§ **Prompt**:
Copy the stretch of the data below from the line containing "Where can the white jersey" through the final line, both included, word for word and nothing else.

§ **Task input**:
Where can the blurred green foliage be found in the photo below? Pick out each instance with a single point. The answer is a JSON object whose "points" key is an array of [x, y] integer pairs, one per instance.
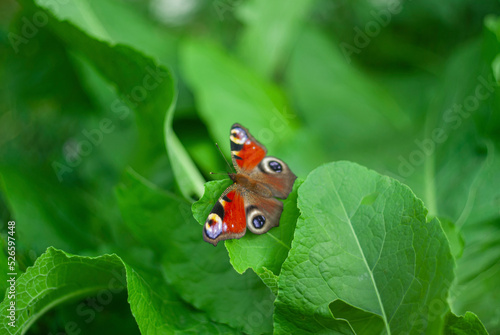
{"points": [[109, 111]]}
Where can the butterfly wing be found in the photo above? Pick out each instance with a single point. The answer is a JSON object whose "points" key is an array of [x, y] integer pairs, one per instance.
{"points": [[227, 219], [249, 158], [246, 151], [275, 175], [238, 209], [262, 213]]}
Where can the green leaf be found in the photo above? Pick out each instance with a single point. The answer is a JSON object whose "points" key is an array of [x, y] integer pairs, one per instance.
{"points": [[57, 277], [187, 176], [336, 100], [227, 92], [199, 272], [364, 239], [455, 238], [263, 32], [159, 310], [262, 253], [467, 324], [144, 87], [360, 321]]}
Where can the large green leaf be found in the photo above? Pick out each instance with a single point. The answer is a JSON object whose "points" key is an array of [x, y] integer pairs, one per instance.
{"points": [[468, 324], [364, 239], [57, 277], [200, 272]]}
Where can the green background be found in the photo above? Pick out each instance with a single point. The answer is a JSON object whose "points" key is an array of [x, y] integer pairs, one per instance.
{"points": [[99, 99]]}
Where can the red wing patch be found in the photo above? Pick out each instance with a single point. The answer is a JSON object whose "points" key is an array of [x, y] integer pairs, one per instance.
{"points": [[246, 151], [227, 219]]}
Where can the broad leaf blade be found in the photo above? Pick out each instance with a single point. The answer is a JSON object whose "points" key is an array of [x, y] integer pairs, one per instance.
{"points": [[57, 277], [199, 272], [467, 324], [364, 239]]}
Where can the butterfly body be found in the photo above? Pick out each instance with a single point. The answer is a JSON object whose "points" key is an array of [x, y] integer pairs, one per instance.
{"points": [[251, 201]]}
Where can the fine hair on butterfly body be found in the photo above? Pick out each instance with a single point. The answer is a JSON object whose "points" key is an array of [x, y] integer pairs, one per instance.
{"points": [[251, 201]]}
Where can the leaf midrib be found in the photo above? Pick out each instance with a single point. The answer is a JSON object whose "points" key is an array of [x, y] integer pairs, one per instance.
{"points": [[384, 316]]}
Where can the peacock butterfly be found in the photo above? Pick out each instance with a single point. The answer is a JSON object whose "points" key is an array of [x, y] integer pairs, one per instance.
{"points": [[250, 202]]}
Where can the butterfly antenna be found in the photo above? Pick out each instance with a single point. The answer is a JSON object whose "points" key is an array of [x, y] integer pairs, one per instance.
{"points": [[230, 168]]}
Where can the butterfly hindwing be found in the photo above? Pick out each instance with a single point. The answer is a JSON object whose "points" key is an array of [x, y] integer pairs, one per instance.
{"points": [[262, 213], [275, 175], [227, 218]]}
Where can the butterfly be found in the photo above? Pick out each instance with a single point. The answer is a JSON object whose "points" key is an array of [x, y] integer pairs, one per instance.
{"points": [[250, 202]]}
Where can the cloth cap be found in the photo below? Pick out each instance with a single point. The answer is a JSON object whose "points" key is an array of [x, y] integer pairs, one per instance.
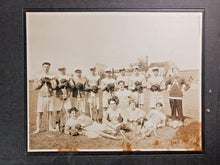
{"points": [[46, 63], [155, 68]]}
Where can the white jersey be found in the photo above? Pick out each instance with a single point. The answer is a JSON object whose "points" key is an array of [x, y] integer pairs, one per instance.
{"points": [[134, 78], [93, 80], [107, 81], [124, 97], [156, 80], [134, 115], [123, 78]]}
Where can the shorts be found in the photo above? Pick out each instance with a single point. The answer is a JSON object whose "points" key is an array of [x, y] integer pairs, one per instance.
{"points": [[156, 97], [150, 126], [59, 104], [45, 104], [106, 96], [94, 99], [138, 97], [79, 103]]}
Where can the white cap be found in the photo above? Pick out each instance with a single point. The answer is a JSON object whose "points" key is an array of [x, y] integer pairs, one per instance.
{"points": [[136, 67], [92, 68], [77, 69], [155, 68], [61, 67], [108, 69], [121, 68]]}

§ **The answer**:
Where can the white jersey be found in the photo above? Pick out each instance with a single point. The answer is a JSON object whose "points" key is an array of [x, y] integer pairs, one per instance.
{"points": [[134, 78], [93, 80], [107, 81], [124, 97], [156, 80], [134, 115], [123, 78]]}
Where can the shorts be found in the photo above? Pick out each instance with a single point. The answer is a JSON object whose "points" key is an array of [x, y] integer pairs, one per instance.
{"points": [[156, 97], [150, 126], [59, 104], [45, 104], [106, 96], [94, 99], [138, 97], [79, 103]]}
Where can the white cap be found in the photo above? Pick out each instance with a single point. The answer is a JSON object whose "points" key is an array of [x, y] integer pairs, one per instance.
{"points": [[136, 67], [92, 68], [77, 69], [155, 68], [61, 67], [108, 69], [121, 68]]}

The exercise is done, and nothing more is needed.